Belfast dad's anger as daughter with stage four cancer told she can’t have Personal Independence Payment
A father has spoken of his disgust after his cancer-stricken daughter was turned down for benefits, branding the system "totally disgraceful and wrong".
Roisin McWilliams (28) from west Belfast was diagnosed last Christmas with stage four Hodgkin's lymphoma.
She has received extensive chemotherapy on three occasions but has just learned that the treatment is not working.
The young mum is now resistant to chemotherapy and waiting to see if she qualifies for a new treatment and also a stem cell transplant.
Roisin, a chef, has been unable to work since her cancer diagnosis nine months ago. Despite going through the assessment process, she didn't meet the criteria for a Personal Independence Payment (PIP).
Her father Tom says this would have provided financial comfort to both herself and her three-year-old daughter each week.
PIP began to replace Disability Living Allowance (DLA) in 2013. It brought in a new face-to-face assessment and regular reviews of a claimant's ability to wash, dress, cook and get around, as well as their reading and communication skills.
Tom says Roisin and the family feel very angry and let down by this decision.
"Every day is a nightmare for us all because Roisin's treatment has just made her so ill and weak. If she was able to work full-time to support herself and her daughter, she wouldn't be asking for help. She is a very proud girl and getting her to apply for benefits in the first place was a big task," he said.
"I'd love to know exactly what Roisin has to do to convince others that she is unfit for work -the evidence is clear to see.

Saved data entries:

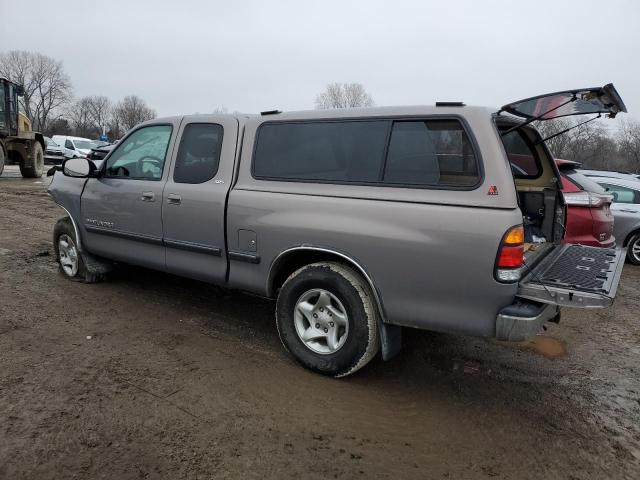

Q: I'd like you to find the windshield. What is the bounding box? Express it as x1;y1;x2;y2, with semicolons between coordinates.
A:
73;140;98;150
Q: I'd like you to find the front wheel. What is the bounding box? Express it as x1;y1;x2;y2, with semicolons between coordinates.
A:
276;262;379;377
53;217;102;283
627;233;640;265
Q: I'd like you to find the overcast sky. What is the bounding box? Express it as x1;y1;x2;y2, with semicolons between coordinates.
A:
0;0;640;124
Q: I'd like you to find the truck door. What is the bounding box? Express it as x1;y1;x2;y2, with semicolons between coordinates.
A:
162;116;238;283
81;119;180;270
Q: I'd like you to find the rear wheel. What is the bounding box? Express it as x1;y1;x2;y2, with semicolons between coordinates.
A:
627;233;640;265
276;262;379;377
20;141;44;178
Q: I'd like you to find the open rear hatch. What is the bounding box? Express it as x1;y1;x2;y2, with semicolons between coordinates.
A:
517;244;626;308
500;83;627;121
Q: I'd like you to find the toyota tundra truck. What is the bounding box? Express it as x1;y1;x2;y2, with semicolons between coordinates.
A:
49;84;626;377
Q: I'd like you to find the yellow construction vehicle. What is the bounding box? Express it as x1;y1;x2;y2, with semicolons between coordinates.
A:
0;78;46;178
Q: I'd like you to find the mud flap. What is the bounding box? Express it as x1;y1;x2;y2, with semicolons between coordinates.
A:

About this task: Extend the news story about Roisin McWilliams being refused a Personal Independence Payment, picking up after its final sentence.

Answer section:
"I'm so angry at the system. There is something seriously wrong here with our benefits system and something must be done to change this.
"It seems to be the most vulnerable people in our society who are being crucified.
"Roisin has never asked the Government for hand outs, as she has worked all her adult life to support herself.
"She is a very self-sufficient person who has always paid her taxes, yet now when she asks for help the answer is no. It all just seems so unfair."
When contacted, the Department for Communities said it could not comment on individual cases.
A spokesperson added: "PIP is payable to individuals who meet certain eligibility criteria.
"Individuals who are not entitled to PIP may instead be entitled to receive other benefits.
"Entitlements to benefits can also change over time as individuals' circumstances change.
"In all cases,if a person disagrees with the department's decision to not award PIP, they can ask for the decision to be reviewed and we will consider any additional information provided," the spokesperson added.